Dataset entries:
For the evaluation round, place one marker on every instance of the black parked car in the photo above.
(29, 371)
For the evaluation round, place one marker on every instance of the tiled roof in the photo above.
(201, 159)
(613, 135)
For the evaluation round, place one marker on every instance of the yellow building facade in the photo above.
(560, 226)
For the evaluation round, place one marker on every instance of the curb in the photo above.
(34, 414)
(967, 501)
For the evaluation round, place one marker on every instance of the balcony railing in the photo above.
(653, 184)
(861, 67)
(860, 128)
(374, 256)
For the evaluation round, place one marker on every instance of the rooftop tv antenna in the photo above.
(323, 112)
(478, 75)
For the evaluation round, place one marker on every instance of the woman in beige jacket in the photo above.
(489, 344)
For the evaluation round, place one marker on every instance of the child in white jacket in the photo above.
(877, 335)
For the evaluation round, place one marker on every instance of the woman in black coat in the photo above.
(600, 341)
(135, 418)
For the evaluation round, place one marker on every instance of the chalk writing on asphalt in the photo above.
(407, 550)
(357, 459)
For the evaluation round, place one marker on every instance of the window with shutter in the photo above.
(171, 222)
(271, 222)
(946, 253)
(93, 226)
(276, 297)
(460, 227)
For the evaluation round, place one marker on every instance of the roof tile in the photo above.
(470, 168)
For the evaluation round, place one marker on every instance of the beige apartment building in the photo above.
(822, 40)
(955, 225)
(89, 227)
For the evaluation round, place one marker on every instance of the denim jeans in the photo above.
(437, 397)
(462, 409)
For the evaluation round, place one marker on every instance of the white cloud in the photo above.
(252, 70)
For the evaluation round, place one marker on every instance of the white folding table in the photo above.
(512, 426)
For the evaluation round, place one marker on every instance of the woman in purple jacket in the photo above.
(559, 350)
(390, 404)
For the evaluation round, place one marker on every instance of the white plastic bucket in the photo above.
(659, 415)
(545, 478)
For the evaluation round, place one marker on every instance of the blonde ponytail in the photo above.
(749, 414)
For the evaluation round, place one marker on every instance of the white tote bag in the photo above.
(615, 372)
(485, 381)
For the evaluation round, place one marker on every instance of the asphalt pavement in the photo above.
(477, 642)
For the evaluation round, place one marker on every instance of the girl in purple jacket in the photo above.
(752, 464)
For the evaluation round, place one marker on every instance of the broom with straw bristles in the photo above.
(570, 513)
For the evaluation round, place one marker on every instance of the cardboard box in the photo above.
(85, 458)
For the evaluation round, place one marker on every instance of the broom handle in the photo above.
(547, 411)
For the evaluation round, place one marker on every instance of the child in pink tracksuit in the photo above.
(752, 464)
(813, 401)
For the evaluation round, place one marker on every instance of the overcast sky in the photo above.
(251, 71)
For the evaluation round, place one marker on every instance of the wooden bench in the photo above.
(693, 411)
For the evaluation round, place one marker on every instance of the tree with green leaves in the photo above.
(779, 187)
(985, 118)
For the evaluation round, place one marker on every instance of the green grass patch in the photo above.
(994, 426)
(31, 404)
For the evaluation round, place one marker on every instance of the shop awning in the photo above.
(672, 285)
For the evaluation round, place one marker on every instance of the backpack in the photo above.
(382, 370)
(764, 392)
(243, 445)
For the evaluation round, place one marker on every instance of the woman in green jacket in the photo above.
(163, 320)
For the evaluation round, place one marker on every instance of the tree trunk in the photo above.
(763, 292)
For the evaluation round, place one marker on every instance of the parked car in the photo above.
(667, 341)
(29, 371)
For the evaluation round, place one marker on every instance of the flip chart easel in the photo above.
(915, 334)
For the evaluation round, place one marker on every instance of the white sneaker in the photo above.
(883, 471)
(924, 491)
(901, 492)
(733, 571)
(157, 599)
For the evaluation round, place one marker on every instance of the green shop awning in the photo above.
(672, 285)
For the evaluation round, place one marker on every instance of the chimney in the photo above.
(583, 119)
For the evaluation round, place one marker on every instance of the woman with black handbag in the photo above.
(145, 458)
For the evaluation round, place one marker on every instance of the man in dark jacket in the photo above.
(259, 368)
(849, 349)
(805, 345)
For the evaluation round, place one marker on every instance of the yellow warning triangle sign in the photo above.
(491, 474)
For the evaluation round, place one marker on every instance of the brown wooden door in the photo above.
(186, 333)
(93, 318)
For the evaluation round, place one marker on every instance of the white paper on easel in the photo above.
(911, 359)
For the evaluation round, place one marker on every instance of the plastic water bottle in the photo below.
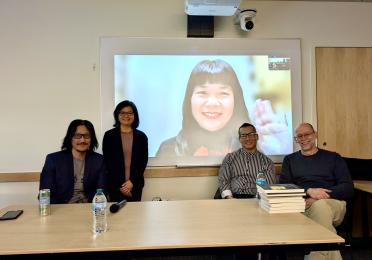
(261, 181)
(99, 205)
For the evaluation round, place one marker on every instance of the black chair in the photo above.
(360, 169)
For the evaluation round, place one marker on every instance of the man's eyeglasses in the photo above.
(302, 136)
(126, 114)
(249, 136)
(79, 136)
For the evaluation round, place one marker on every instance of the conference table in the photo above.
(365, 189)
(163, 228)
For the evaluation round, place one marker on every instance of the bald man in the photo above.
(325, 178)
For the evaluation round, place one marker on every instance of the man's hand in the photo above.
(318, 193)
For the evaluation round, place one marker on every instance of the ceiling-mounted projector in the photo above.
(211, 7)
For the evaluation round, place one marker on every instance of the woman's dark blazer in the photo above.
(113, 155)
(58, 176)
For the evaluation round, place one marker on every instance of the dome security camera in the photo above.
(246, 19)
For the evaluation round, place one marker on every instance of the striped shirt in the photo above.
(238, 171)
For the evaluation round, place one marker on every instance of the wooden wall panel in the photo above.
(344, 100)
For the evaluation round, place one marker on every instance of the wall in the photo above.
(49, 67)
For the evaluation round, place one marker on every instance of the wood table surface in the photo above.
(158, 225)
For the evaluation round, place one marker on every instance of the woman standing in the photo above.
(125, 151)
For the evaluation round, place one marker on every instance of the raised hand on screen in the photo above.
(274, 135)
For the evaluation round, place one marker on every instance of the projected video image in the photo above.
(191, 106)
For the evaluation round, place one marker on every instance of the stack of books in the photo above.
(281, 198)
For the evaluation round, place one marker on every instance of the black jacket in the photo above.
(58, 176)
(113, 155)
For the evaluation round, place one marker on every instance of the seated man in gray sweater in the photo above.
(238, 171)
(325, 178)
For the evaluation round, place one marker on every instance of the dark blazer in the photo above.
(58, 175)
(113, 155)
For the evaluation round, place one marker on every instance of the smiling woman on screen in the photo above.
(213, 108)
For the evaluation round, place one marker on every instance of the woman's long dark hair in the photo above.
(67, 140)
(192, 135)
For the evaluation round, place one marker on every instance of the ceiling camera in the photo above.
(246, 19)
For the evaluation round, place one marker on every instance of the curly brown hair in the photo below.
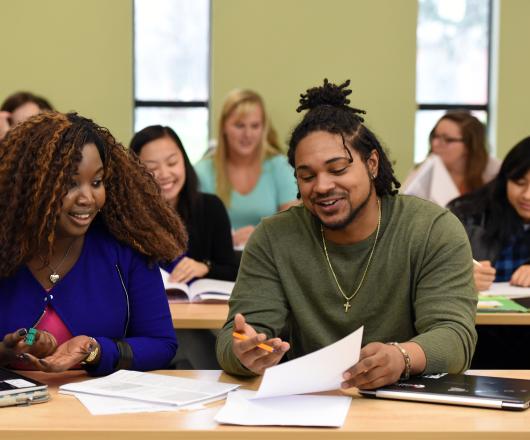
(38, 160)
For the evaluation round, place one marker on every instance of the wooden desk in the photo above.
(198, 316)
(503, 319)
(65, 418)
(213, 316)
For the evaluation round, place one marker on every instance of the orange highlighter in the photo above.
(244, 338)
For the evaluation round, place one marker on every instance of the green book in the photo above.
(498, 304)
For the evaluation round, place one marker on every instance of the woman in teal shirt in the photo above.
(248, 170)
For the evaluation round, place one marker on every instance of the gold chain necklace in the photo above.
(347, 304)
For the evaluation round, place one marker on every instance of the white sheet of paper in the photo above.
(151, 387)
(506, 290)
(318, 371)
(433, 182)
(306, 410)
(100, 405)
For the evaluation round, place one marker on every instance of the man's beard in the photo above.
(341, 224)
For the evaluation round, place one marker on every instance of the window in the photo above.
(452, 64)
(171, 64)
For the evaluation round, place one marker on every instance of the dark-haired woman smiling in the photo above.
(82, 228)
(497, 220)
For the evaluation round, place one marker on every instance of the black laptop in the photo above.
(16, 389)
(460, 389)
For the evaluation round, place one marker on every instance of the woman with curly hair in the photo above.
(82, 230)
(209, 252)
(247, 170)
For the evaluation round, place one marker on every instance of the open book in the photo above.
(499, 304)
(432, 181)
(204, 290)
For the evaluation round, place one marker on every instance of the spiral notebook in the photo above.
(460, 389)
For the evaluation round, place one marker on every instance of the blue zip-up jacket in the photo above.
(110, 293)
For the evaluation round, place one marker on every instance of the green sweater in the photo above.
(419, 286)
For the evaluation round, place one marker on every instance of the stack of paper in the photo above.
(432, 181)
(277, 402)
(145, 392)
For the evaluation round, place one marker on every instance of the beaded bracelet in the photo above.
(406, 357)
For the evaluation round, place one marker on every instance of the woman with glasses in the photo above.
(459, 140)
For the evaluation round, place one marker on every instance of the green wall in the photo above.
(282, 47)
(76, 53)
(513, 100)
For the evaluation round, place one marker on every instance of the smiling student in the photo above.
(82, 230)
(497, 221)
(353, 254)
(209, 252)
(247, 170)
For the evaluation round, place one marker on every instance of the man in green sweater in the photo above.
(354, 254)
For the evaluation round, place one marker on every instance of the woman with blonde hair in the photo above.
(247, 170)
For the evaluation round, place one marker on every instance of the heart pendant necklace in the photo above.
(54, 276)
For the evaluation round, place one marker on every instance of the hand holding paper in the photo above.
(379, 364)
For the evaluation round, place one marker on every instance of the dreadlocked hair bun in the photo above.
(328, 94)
...
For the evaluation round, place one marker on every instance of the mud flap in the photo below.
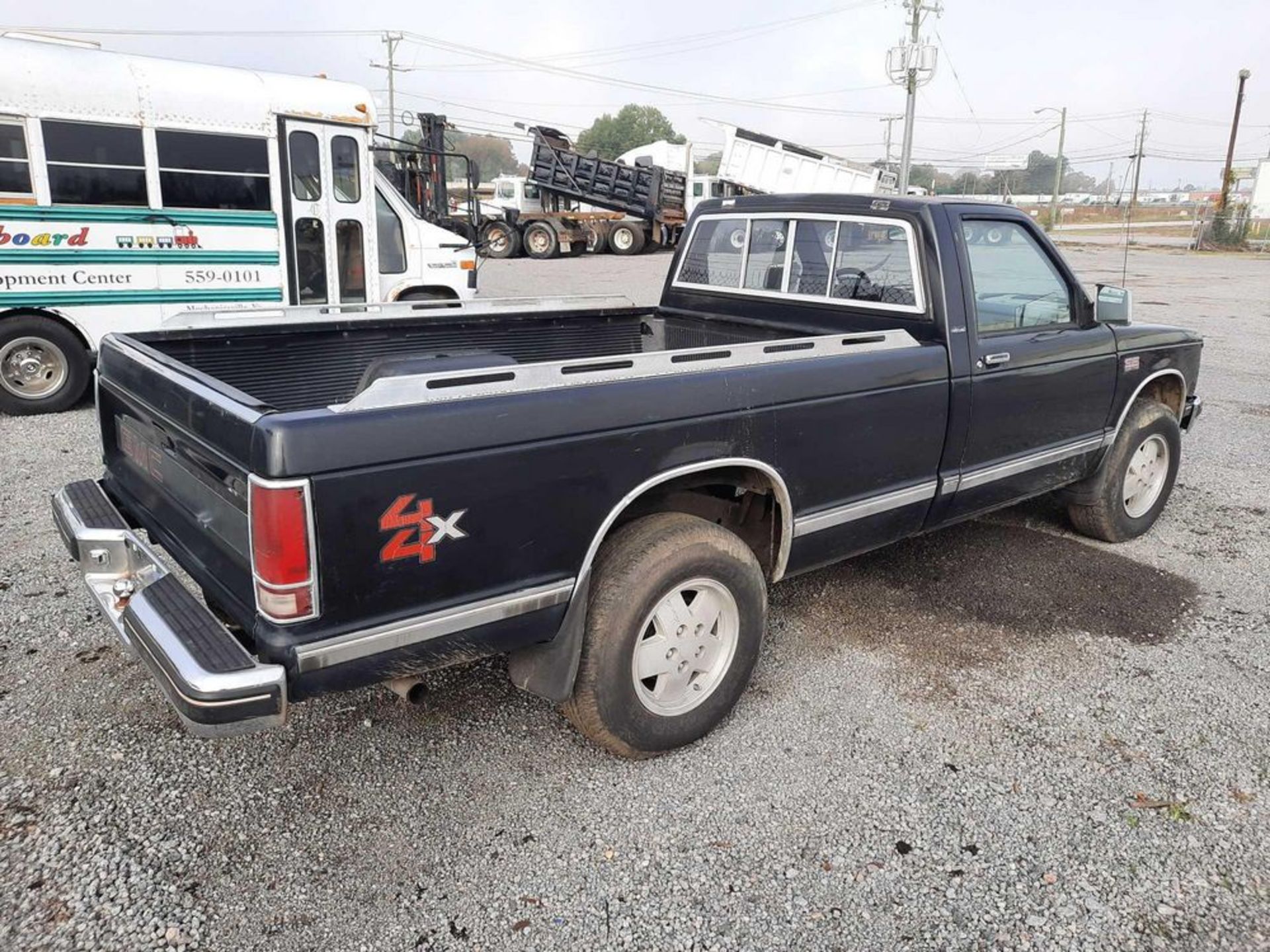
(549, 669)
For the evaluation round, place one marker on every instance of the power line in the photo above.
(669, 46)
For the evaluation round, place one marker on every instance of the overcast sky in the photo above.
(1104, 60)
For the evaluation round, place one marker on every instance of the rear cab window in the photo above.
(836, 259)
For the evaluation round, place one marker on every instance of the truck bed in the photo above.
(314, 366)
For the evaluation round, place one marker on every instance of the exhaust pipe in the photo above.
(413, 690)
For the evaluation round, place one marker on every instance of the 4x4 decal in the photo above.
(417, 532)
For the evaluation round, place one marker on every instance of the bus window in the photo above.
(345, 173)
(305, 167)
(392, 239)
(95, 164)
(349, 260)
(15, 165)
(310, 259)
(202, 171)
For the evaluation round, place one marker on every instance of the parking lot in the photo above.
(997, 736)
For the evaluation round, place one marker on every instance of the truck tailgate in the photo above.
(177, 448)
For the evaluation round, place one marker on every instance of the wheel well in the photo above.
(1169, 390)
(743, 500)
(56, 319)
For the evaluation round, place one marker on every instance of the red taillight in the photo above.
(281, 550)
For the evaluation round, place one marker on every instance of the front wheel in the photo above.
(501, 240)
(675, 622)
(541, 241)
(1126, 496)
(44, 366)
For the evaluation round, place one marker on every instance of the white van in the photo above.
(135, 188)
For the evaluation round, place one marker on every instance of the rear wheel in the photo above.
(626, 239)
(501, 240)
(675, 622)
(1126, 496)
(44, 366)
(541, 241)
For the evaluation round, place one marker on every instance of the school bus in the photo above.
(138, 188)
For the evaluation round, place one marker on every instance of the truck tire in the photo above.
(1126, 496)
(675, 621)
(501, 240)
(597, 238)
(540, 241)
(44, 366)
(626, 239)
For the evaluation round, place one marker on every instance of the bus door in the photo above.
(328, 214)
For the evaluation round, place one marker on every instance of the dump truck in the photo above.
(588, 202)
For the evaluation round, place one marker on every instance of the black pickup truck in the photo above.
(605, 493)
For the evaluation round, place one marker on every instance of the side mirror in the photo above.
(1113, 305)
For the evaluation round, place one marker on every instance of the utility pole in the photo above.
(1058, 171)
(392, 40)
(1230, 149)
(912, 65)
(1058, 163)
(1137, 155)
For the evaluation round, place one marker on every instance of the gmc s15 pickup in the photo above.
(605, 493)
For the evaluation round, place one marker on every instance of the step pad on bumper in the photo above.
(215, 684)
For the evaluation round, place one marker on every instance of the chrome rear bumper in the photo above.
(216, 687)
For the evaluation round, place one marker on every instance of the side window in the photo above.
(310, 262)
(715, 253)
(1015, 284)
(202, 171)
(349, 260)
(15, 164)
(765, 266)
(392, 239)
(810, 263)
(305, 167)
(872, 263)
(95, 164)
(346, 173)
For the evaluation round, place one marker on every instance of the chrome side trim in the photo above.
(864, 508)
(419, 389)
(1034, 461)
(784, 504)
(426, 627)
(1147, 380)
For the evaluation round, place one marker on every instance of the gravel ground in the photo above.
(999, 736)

• **Given problem**
Lay out as a numbered list everything from the line containing "pole in the photo above." down to the line containing "(1137, 155)", both ends included and blank lines left out.

• **Solution to the exercise**
1. For the evaluation round, place one marker on every instance of the utility pole in the photo above.
2. (1058, 171)
3. (392, 40)
4. (1230, 149)
5. (912, 65)
6. (1058, 163)
7. (1137, 155)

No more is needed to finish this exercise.